WHAT THE TASK ASKS
Add 89 to every bounding-box coordinate in the listing below, copying each line from the one containing "Target: green tarragon drink" through the one containing "(0, 1055), (895, 1372)" and leaving all other numbers unchanged.

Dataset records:
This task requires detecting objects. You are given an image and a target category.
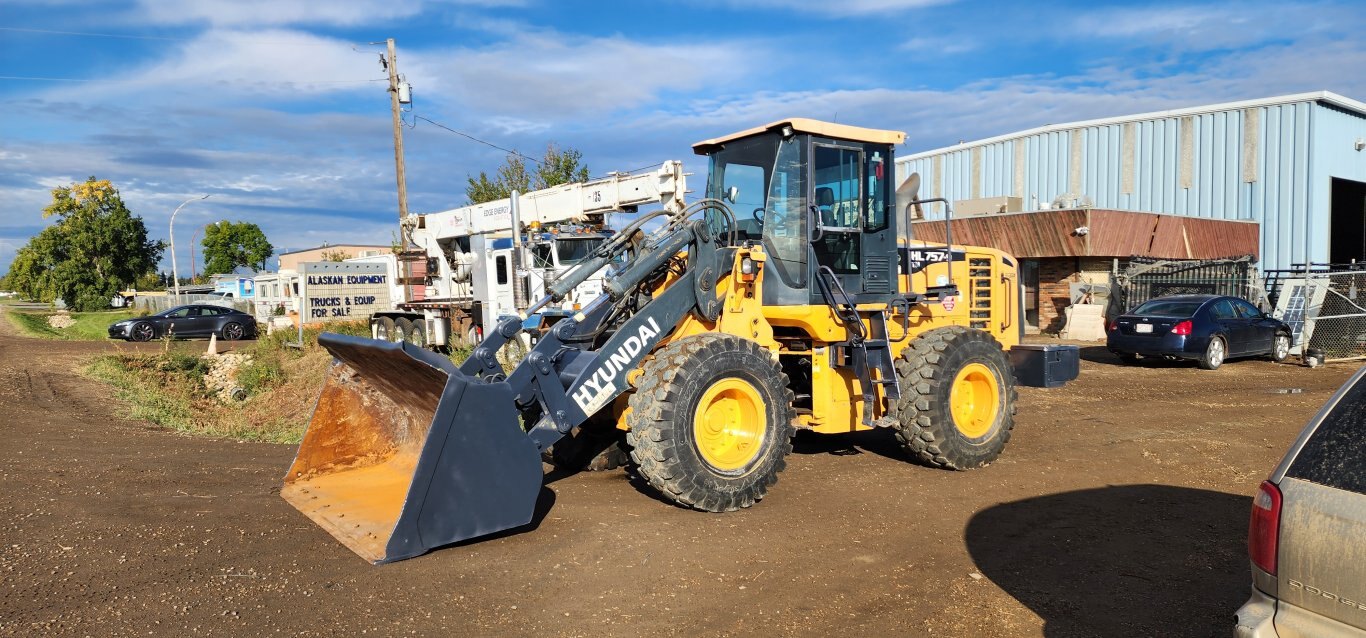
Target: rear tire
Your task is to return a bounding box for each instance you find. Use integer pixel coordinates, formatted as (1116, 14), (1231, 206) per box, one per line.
(1199, 336), (1228, 370)
(896, 327), (1015, 470)
(626, 335), (794, 512)
(128, 321), (157, 342)
(389, 317), (413, 343)
(374, 317), (393, 342)
(219, 321), (247, 342)
(1270, 332), (1290, 363)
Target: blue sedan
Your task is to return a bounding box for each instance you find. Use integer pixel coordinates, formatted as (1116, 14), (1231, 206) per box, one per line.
(1105, 295), (1290, 370)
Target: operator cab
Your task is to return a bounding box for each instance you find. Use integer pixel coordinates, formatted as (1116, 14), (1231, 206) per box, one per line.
(693, 119), (906, 306)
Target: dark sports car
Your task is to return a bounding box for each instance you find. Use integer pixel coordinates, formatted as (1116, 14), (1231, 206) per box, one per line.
(1105, 295), (1290, 370)
(109, 305), (255, 342)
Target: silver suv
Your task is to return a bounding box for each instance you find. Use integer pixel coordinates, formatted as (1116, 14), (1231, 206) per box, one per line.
(1235, 367), (1366, 638)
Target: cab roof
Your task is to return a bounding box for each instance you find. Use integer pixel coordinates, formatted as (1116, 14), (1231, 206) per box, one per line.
(693, 117), (906, 154)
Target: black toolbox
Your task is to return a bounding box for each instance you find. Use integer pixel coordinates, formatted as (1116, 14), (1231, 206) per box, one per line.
(1009, 343), (1082, 388)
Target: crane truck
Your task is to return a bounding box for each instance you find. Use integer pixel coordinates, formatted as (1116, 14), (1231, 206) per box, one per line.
(280, 119), (1076, 563)
(370, 160), (687, 347)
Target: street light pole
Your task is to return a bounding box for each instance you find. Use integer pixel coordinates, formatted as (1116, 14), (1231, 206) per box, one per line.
(171, 195), (209, 305)
(190, 228), (204, 283)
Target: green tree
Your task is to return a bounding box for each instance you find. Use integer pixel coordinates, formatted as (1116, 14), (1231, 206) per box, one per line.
(464, 142), (589, 204)
(7, 178), (164, 310)
(199, 220), (275, 275)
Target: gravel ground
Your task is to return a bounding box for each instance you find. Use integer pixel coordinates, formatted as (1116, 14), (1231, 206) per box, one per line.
(0, 308), (1354, 637)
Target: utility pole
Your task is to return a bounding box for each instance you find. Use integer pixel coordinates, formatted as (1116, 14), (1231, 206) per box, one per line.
(190, 228), (201, 283)
(167, 195), (209, 303)
(385, 38), (408, 224)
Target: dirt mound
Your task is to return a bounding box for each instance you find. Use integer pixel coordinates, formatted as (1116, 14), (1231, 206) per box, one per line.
(48, 313), (76, 331)
(204, 352), (251, 403)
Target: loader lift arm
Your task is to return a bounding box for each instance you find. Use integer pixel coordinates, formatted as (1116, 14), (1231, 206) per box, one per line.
(460, 221), (735, 449)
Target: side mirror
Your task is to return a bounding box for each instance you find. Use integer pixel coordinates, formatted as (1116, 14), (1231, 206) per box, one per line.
(896, 172), (925, 220)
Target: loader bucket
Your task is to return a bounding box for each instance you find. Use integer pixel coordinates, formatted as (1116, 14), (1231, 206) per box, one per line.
(280, 333), (542, 563)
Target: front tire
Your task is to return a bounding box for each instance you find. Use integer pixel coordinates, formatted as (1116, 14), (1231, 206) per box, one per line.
(374, 317), (393, 342)
(220, 322), (247, 342)
(1199, 336), (1228, 370)
(626, 335), (794, 512)
(128, 321), (157, 342)
(896, 327), (1015, 470)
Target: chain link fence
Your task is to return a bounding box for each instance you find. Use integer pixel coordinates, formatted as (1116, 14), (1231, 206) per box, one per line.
(1109, 255), (1269, 317)
(1276, 271), (1366, 361)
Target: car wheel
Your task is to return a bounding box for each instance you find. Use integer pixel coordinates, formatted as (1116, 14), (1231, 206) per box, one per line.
(221, 322), (246, 342)
(374, 317), (393, 342)
(1272, 333), (1290, 363)
(128, 321), (157, 342)
(1199, 336), (1228, 370)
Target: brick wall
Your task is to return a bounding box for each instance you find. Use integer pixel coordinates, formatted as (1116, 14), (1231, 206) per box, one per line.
(1038, 257), (1081, 333)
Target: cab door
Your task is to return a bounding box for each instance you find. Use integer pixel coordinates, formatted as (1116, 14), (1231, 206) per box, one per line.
(809, 138), (896, 303)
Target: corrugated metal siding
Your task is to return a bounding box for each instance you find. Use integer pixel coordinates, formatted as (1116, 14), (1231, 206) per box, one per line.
(1309, 107), (1366, 262)
(899, 101), (1349, 268)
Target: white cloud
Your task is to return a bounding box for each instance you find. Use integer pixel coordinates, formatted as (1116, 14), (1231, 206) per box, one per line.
(49, 30), (387, 104)
(400, 31), (768, 125)
(897, 36), (978, 56)
(137, 0), (525, 27)
(704, 0), (955, 18)
(1071, 3), (1344, 51)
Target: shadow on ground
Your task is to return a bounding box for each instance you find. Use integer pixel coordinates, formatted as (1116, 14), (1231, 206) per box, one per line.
(966, 485), (1251, 637)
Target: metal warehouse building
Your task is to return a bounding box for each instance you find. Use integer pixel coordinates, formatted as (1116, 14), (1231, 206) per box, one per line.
(897, 92), (1366, 334)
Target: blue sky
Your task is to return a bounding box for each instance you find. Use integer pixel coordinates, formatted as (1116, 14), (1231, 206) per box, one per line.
(0, 0), (1366, 271)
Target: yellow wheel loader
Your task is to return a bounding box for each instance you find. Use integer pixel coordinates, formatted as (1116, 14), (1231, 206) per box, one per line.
(281, 119), (1075, 563)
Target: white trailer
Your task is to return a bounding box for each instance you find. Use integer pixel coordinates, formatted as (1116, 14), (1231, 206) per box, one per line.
(370, 160), (687, 347)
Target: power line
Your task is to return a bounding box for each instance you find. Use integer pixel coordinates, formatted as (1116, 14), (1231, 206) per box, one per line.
(413, 115), (656, 180)
(413, 115), (541, 165)
(0, 75), (388, 85)
(0, 26), (372, 55)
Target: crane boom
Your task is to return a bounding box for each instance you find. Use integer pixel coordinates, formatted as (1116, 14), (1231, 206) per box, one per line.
(417, 160), (687, 239)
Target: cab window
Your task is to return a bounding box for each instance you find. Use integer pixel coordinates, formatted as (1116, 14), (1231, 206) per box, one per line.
(1233, 299), (1262, 318)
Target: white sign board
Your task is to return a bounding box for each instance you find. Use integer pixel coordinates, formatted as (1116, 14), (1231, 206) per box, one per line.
(299, 261), (392, 324)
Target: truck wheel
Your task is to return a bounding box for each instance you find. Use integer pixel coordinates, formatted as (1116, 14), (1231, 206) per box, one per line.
(626, 335), (794, 512)
(896, 327), (1015, 470)
(374, 317), (393, 342)
(403, 320), (426, 348)
(389, 317), (413, 342)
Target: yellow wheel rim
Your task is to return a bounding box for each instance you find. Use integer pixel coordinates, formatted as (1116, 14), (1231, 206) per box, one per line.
(949, 363), (1001, 439)
(693, 378), (768, 471)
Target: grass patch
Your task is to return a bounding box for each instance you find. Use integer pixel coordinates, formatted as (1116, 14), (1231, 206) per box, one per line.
(4, 309), (138, 342)
(86, 322), (385, 444)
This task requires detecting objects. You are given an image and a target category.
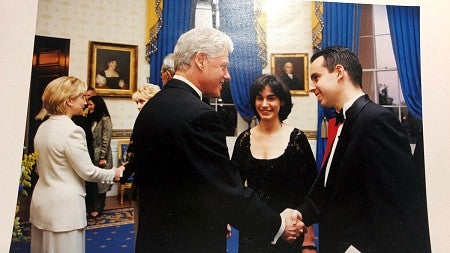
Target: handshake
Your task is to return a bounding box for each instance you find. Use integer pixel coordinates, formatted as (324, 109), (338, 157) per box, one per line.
(280, 208), (308, 243)
(114, 165), (125, 182)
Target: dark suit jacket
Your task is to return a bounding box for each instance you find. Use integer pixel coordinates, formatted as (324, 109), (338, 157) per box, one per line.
(300, 95), (430, 253)
(132, 79), (281, 252)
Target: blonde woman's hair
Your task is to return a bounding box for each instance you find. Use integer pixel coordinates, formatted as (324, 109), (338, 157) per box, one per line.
(42, 76), (87, 115)
(131, 84), (161, 102)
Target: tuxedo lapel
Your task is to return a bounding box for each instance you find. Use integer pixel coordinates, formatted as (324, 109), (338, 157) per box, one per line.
(327, 95), (370, 187)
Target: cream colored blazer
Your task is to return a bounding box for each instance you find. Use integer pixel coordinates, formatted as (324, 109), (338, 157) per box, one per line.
(30, 115), (115, 232)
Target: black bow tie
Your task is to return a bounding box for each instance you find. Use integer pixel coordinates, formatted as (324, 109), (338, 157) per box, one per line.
(334, 109), (345, 126)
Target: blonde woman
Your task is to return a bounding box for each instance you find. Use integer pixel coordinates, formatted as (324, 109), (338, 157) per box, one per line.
(30, 76), (123, 253)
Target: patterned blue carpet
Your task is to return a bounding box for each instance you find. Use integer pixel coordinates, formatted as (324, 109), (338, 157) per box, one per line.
(9, 208), (239, 253)
(10, 208), (134, 253)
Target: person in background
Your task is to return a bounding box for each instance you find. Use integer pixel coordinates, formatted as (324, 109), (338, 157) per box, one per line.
(119, 84), (161, 233)
(161, 53), (175, 86)
(72, 87), (97, 162)
(132, 28), (305, 252)
(30, 76), (123, 253)
(231, 75), (317, 253)
(86, 96), (113, 218)
(299, 46), (430, 253)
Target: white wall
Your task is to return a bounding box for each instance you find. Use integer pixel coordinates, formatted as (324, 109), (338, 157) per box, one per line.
(263, 0), (317, 131)
(0, 0), (450, 252)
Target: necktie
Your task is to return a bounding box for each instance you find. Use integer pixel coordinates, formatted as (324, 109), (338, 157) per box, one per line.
(334, 109), (345, 126)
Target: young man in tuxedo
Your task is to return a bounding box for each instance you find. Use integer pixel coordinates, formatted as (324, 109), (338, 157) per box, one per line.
(299, 47), (430, 253)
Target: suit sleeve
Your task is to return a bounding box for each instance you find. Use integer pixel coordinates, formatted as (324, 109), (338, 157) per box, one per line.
(177, 111), (281, 242)
(65, 127), (115, 183)
(96, 117), (112, 159)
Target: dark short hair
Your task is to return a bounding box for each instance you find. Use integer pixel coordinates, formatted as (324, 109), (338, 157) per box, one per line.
(310, 46), (362, 86)
(250, 75), (292, 121)
(88, 96), (109, 121)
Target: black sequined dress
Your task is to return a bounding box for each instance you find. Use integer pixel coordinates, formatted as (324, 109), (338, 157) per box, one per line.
(232, 128), (317, 253)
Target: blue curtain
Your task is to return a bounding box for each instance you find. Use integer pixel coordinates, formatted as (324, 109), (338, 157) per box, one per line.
(386, 6), (422, 119)
(149, 0), (197, 86)
(316, 2), (361, 169)
(219, 0), (262, 122)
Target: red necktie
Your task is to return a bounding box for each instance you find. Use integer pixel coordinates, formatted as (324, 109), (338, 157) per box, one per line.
(321, 118), (342, 167)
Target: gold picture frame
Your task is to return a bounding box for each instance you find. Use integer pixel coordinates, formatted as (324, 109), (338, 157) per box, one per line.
(88, 41), (138, 97)
(117, 139), (130, 165)
(271, 53), (309, 96)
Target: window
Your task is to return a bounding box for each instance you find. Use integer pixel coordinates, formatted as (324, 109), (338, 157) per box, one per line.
(359, 5), (421, 143)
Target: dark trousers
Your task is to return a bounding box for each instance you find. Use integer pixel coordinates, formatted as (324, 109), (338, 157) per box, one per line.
(85, 182), (106, 214)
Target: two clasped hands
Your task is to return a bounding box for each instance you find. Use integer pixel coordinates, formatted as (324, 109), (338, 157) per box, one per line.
(280, 208), (308, 243)
(114, 165), (125, 182)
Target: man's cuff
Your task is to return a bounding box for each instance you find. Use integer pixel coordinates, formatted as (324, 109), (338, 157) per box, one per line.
(270, 214), (286, 244)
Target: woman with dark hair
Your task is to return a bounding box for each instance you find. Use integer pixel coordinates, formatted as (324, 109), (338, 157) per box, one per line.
(232, 75), (317, 253)
(86, 96), (113, 218)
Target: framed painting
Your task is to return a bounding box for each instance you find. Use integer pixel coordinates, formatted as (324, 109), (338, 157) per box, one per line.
(88, 41), (137, 97)
(271, 53), (309, 96)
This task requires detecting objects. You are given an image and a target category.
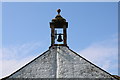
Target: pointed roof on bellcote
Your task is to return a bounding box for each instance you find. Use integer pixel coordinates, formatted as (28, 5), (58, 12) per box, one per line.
(50, 9), (68, 28)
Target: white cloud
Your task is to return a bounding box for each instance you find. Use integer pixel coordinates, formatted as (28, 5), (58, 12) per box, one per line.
(79, 37), (118, 74)
(0, 43), (41, 78)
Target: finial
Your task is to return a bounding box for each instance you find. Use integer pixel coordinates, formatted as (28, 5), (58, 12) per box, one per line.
(57, 9), (61, 14)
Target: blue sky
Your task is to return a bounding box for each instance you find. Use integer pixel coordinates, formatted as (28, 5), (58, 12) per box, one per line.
(1, 2), (118, 77)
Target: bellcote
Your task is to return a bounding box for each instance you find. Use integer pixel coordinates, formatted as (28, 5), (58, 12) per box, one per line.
(50, 9), (68, 46)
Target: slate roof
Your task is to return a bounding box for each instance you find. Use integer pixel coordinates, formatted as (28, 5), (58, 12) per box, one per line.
(2, 46), (117, 80)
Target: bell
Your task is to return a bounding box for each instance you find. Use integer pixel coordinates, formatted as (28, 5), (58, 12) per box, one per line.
(57, 34), (63, 42)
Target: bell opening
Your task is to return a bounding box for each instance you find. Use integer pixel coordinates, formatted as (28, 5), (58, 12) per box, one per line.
(55, 29), (63, 44)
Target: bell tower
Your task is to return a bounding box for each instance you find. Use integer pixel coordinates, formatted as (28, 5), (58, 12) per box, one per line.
(50, 9), (68, 46)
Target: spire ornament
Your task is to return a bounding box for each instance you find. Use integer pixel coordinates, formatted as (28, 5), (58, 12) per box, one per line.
(57, 9), (61, 14)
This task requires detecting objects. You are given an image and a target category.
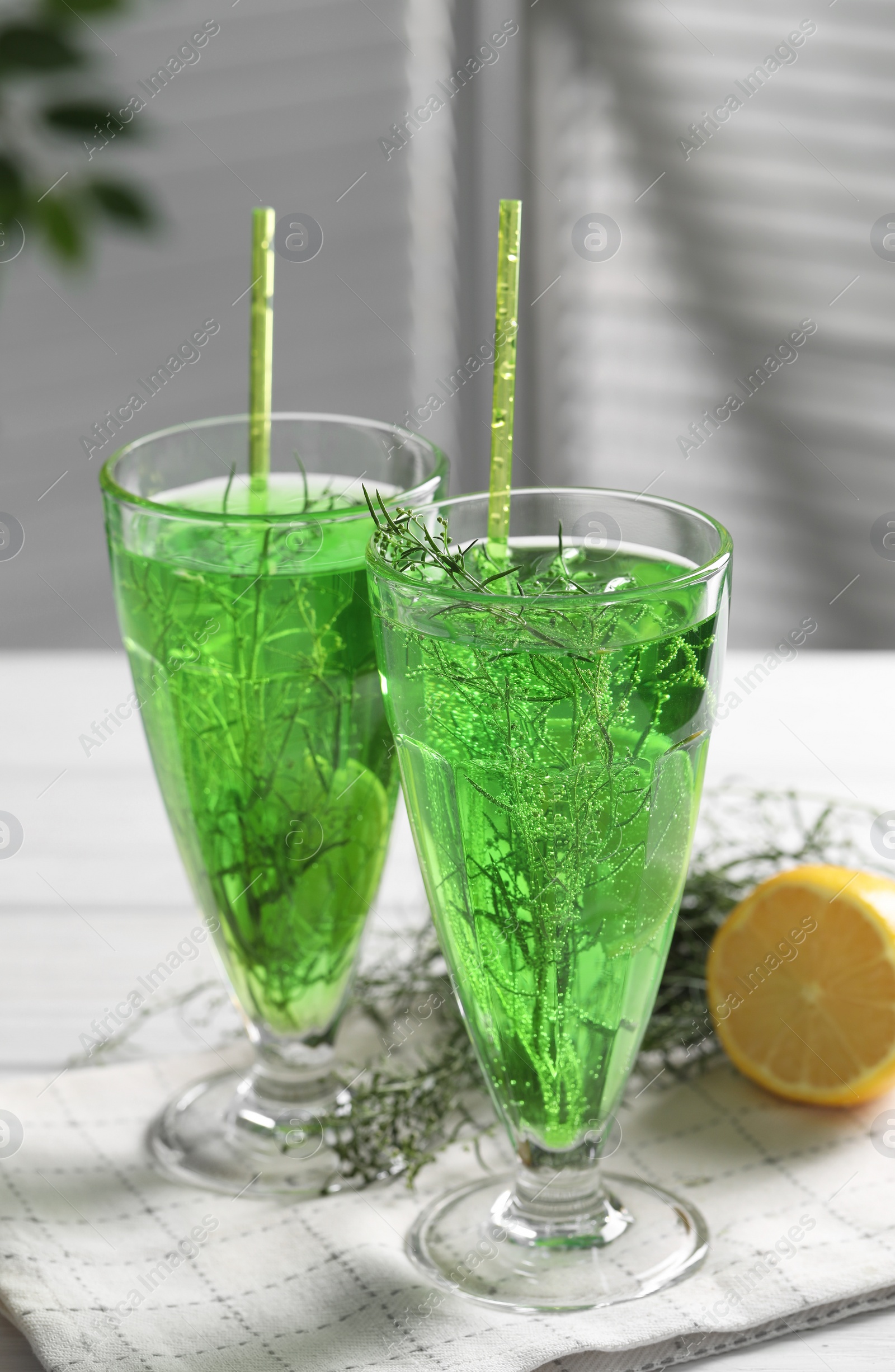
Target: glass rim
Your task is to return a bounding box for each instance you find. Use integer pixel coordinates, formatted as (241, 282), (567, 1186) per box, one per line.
(100, 410), (450, 525)
(366, 486), (733, 607)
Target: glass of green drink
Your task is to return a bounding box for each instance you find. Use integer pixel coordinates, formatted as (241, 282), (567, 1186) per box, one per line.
(368, 488), (732, 1310)
(100, 415), (447, 1194)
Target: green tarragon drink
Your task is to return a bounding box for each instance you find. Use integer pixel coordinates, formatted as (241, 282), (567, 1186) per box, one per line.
(100, 411), (447, 1195)
(370, 502), (718, 1166)
(112, 473), (396, 1035)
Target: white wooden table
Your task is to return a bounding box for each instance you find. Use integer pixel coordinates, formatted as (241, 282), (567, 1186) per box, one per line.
(0, 652), (895, 1372)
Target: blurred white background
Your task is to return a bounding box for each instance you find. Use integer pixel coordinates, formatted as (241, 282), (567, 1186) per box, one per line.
(0, 0), (895, 649)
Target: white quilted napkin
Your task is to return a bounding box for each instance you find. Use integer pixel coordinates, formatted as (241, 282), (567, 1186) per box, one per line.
(0, 1055), (895, 1372)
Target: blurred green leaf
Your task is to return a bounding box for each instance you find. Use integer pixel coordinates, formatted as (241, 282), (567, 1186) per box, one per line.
(44, 0), (130, 24)
(0, 24), (83, 76)
(88, 181), (158, 229)
(0, 154), (25, 219)
(34, 196), (86, 264)
(44, 100), (134, 139)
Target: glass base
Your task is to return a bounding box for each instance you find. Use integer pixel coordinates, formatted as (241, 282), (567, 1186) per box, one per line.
(148, 1072), (344, 1196)
(407, 1172), (709, 1314)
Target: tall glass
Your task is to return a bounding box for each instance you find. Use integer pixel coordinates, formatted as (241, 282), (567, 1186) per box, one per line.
(368, 488), (731, 1310)
(100, 415), (447, 1192)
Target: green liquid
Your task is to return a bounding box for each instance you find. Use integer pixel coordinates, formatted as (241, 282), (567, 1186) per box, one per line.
(374, 542), (715, 1157)
(110, 477), (398, 1041)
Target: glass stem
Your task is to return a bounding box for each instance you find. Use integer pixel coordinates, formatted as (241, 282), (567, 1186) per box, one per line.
(491, 1162), (632, 1247)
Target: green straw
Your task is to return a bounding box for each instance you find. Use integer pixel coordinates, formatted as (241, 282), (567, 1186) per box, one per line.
(248, 206), (277, 505)
(488, 200), (522, 557)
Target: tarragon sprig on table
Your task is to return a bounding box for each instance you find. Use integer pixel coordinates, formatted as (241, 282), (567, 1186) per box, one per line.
(73, 787), (872, 1190)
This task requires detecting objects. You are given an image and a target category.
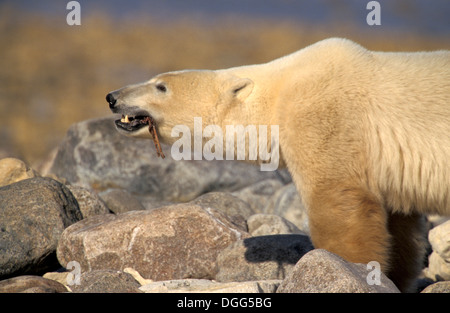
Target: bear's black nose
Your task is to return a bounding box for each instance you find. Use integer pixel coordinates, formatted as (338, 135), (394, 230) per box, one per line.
(106, 92), (117, 109)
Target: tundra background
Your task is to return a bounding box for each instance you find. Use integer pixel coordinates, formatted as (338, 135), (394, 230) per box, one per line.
(0, 0), (450, 165)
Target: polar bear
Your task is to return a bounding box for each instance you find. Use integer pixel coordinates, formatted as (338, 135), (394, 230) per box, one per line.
(106, 38), (450, 291)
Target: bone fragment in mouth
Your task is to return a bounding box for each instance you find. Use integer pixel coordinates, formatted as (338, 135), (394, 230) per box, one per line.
(120, 115), (130, 123)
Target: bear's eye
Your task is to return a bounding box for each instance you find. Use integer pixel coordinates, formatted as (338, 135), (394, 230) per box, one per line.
(156, 84), (167, 92)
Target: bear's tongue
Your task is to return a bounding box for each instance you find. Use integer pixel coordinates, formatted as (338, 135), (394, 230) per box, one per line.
(120, 114), (148, 127)
(118, 115), (165, 159)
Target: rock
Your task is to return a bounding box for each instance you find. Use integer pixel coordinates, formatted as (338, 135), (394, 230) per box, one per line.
(424, 251), (450, 281)
(0, 275), (68, 293)
(100, 189), (145, 214)
(139, 279), (281, 293)
(43, 117), (282, 202)
(428, 221), (450, 262)
(0, 177), (82, 278)
(422, 281), (450, 293)
(424, 221), (450, 281)
(0, 158), (39, 187)
(233, 179), (283, 213)
(277, 249), (400, 293)
(57, 204), (249, 280)
(42, 271), (73, 289)
(70, 270), (141, 293)
(215, 235), (313, 282)
(123, 267), (153, 286)
(247, 214), (306, 236)
(67, 185), (111, 218)
(191, 192), (253, 229)
(263, 183), (309, 234)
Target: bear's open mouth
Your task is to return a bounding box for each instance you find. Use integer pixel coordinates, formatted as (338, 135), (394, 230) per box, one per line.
(115, 114), (155, 132)
(115, 114), (165, 159)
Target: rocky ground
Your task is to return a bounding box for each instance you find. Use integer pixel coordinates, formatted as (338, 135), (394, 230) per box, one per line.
(0, 118), (450, 293)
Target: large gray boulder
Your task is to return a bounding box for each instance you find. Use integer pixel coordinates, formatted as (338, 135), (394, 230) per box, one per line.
(0, 177), (82, 279)
(42, 117), (285, 202)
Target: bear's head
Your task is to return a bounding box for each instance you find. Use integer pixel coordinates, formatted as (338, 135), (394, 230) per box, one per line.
(106, 70), (253, 144)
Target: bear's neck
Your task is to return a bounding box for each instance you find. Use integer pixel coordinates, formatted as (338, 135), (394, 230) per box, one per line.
(223, 64), (283, 125)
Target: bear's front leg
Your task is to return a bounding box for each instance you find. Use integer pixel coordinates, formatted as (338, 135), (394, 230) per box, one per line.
(309, 185), (390, 273)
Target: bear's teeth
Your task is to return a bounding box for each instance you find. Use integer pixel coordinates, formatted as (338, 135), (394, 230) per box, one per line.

SOLUTION TO THE EXERCISE
Target: green tarragon drink
Your task is to return a bounding box for each instance you find. Use integer pixel coordinates, formatted as (241, 282), (567, 1186) per box, one per line.
(189, 500), (536, 1284)
(459, 591), (807, 1255)
(201, 562), (485, 1124)
Target: white wooden table
Your task is to return a bounding box for each instance you find. Use integer pixel coordinates, formatted as (241, 282), (567, 1186) per box, one per line.
(89, 741), (984, 1461)
Target: blurred white background
Your task is to return a bounding box for each instance you find. Use integer pixel coordinates, formatted as (241, 282), (567, 1186) per box, one per line.
(89, 89), (984, 738)
Target: white quilted napkin
Your task is to return a bounding box for each instance you find. Use integer pixel coordinates, formatted as (241, 282), (567, 1186) per box, one per line.
(89, 1144), (984, 1461)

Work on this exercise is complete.